** DATASET EXTRACT follows **
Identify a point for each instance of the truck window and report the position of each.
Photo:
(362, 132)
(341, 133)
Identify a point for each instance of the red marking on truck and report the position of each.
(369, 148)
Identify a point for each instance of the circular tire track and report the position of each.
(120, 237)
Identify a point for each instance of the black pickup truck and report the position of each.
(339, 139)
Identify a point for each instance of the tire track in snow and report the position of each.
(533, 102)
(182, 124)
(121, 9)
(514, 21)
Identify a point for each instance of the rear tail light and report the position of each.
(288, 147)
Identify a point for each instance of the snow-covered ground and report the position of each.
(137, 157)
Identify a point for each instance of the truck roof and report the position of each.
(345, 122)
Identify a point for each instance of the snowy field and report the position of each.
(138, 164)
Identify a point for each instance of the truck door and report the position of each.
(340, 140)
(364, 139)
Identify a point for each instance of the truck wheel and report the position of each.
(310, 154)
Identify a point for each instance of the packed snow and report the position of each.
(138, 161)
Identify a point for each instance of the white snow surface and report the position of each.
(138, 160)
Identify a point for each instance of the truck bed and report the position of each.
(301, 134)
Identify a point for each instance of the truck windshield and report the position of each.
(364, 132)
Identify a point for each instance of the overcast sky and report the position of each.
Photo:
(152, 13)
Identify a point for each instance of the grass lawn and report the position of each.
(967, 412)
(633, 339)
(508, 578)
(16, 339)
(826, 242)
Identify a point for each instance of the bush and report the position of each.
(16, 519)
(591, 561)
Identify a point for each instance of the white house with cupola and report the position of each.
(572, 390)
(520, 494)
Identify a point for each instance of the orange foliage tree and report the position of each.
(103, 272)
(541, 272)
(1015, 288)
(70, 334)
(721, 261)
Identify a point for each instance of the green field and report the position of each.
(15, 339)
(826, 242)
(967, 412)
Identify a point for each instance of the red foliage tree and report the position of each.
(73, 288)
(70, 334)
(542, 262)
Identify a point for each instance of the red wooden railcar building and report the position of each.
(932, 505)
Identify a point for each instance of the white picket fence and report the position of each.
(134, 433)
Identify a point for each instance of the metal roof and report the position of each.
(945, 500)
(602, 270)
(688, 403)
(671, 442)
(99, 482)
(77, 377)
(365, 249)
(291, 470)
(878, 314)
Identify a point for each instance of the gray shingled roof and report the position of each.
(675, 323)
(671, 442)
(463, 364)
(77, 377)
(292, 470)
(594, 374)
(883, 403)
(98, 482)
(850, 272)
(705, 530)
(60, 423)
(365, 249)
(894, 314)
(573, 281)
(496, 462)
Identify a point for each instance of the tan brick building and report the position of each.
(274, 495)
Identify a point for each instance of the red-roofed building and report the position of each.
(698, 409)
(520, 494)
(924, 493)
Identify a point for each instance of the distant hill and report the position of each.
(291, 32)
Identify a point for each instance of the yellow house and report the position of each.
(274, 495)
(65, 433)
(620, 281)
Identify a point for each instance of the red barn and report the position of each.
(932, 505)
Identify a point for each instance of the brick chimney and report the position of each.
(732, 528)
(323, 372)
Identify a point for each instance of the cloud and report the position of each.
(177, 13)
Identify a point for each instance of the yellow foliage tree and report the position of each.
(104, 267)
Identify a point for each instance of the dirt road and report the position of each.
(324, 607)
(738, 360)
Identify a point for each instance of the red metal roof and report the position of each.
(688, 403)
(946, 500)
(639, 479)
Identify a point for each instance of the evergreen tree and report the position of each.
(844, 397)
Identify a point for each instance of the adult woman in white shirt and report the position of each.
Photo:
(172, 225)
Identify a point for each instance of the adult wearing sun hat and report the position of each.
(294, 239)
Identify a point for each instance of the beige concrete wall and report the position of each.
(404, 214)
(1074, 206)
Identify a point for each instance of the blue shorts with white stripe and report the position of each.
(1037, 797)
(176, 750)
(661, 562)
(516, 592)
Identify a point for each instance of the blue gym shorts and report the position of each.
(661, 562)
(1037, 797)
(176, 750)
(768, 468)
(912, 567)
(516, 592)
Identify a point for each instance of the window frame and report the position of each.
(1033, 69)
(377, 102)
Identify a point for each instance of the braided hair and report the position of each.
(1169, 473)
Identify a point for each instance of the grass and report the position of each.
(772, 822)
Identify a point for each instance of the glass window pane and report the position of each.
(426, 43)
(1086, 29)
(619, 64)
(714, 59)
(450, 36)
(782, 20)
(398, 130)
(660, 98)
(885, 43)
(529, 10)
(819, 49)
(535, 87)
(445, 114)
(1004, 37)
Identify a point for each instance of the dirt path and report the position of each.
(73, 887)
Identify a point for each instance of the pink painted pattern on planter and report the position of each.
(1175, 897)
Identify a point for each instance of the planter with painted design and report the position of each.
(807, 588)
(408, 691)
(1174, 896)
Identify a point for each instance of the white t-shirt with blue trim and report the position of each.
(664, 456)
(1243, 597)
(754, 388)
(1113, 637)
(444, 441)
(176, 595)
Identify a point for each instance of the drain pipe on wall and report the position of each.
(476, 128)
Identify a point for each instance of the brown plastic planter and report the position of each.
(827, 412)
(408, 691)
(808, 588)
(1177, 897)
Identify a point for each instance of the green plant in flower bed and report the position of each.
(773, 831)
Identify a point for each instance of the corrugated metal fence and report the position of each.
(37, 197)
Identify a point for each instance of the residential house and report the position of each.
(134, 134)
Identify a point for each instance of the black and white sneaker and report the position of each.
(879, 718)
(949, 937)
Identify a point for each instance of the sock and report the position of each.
** End of DATASET EXTRACT **
◆ **TASK OBJECTIVE**: Nothing in the data should be left out when you retype it exactly.

◆ **ANSWER SECTION**:
Identify a point for each instance of the truck window and report the position of each.
Photo:
(362, 132)
(341, 133)
Identify a point for each instance of the red marking on truck and report the position of each.
(369, 148)
Identify a point for each instance of the circular tire track and report the position of each.
(120, 237)
Identify a point for each instance of the black pickup truck and report the position of each.
(339, 139)
Identify a point for each instance of the tire track in snow and report the position of each.
(533, 102)
(182, 124)
(121, 9)
(514, 21)
Identify a point for each instance of the rear tail light and report the position of each.
(288, 147)
Identify a point for each instance of the snow-covered ground and report the position of each.
(137, 157)
Identify a point for each instance of the truck roof and report the position of each.
(345, 122)
Identify a point for each instance of the snowy field and report the position of each.
(138, 164)
Identify a point for each instance of the truck door and report the position of each.
(340, 140)
(364, 139)
Identify a point for each instance of the truck wheel and report the position of each.
(310, 154)
Identify a point for each instance of the packed snow and report the position of each.
(138, 161)
Identify a point for each instance of the white snow surface and report the position of each.
(138, 160)
Identify a point for each instance of the truck bed and report the position of each.
(301, 134)
Identify a point for each instance of the truck windshield and report the position of each.
(364, 132)
Identify a point for each instance of the overcast sky and report the position of each.
Photo:
(152, 13)
Identify a point for each instance of the grass lawn and report the position of each.
(967, 412)
(633, 339)
(508, 578)
(16, 339)
(826, 242)
Identify a point for each instance of the bush and report the position of each.
(16, 519)
(591, 561)
Identify a point for each instance of the white house with cupola and report the position of each.
(572, 390)
(520, 494)
Identify a point for each instance of the orange foliage tree and report the position of each.
(103, 272)
(541, 272)
(1015, 288)
(70, 334)
(721, 261)
Identify a point for each instance of the green field and report the position of each.
(15, 339)
(826, 242)
(967, 412)
Identify a point for each instance of the red foliage tree and report the position of each.
(73, 288)
(70, 334)
(542, 262)
Identify a point for each instance of the red wooden railcar building and report the position of each.
(932, 505)
Identify a point for each instance of the white picket fence and report the position of each.
(134, 433)
Identify a point for each instance of the metal roof and report the position of each.
(945, 500)
(602, 270)
(688, 403)
(671, 442)
(99, 482)
(77, 377)
(365, 249)
(291, 470)
(878, 314)
Identify a point for each instance of the gray shingled roof and report the position of each.
(675, 323)
(671, 442)
(463, 364)
(77, 377)
(292, 470)
(594, 374)
(883, 403)
(98, 482)
(850, 272)
(705, 530)
(60, 423)
(365, 249)
(894, 314)
(573, 281)
(496, 462)
Identify a point for each instance of the tan brick building and report the position of each.
(274, 495)
Identify a point for each instance of the red-roofed building and report the position of each.
(698, 409)
(520, 494)
(924, 493)
Identify a point for each instance of the distant hill and report the position of each.
(291, 32)
Identify a point for each instance of the yellow house and report the position of each.
(274, 495)
(65, 433)
(620, 281)
Identify a point for each instance of the red barn and report the position of each.
(932, 505)
Identify a point for each instance of the brick chimney and report the position of each.
(732, 528)
(323, 372)
Identify a point for each instance of the cloud and report the position of each.
(177, 13)
Identify a point for each instance of the yellow foliage tree and report the position of each.
(104, 267)
Identify a point for each instance of the dirt road and report the position of each.
(324, 607)
(738, 360)
Identify a point for each instance of the red metal roof and report the position of each.
(688, 403)
(946, 500)
(639, 479)
Identify a point for each instance of the evergreen tree and report the position of each.
(844, 397)
Identify a point for each instance of the adult woman in white shirt and report the position of each.
Photo:
(172, 225)
Identify a point for each instance of the adult wearing sun hat and report the position of each.
(294, 239)
Identify a point for each instance of the beige concrete wall and report the position of each.
(404, 214)
(1074, 206)
Identify a point for each instance of the blue shorts with white stripe and report the position of each.
(1037, 797)
(176, 750)
(661, 562)
(516, 592)
Identify a point for each instance of the blue gym shorts and report the position of each.
(661, 562)
(1037, 797)
(176, 750)
(768, 468)
(912, 567)
(516, 592)
Identify a point for each instance of the window frame and report the position of each.
(1033, 69)
(377, 102)
Identify a point for each instance of the braided hair and report the position of each.
(1169, 473)
Identify a point for each instance of the grass and report the position of each.
(772, 822)
Identify a point for each instance of the glass window pane and report the position of each.
(426, 43)
(1086, 29)
(619, 64)
(714, 59)
(450, 36)
(782, 20)
(398, 130)
(660, 98)
(885, 43)
(529, 10)
(819, 49)
(535, 87)
(445, 114)
(1004, 37)
Identify a point for each instance of the dirt path and report the position of each.
(73, 887)
Identify a point for each instance of the pink painted pattern on planter and report the position of each.
(1175, 897)
Identify a point for each instance of the planter with painted design and report the position of each.
(807, 588)
(408, 691)
(1174, 896)
Identify a point for each instance of the white t-shirt with blue trim and report the position of each.
(664, 456)
(1243, 597)
(754, 388)
(1113, 637)
(444, 441)
(176, 595)
Identify a point for each instance of the drain pipe on wall and report the position of each.
(476, 128)
Identify a point for each instance of the brown plastic planter and report the position of each.
(827, 412)
(408, 691)
(808, 588)
(1177, 897)
Identify a point for each instance of the green plant in flower bed and report the position of each.
(773, 831)
Identify a point for each instance of the corrugated metal fence and report the position of each.
(37, 197)
Identify a point for each instance of the residential house and report the position of each.
(134, 134)
Identify a point for each instance of the black and white sneaker and report the position of each.
(879, 718)
(949, 937)
Identify a point for each instance of the sock and report the position of each.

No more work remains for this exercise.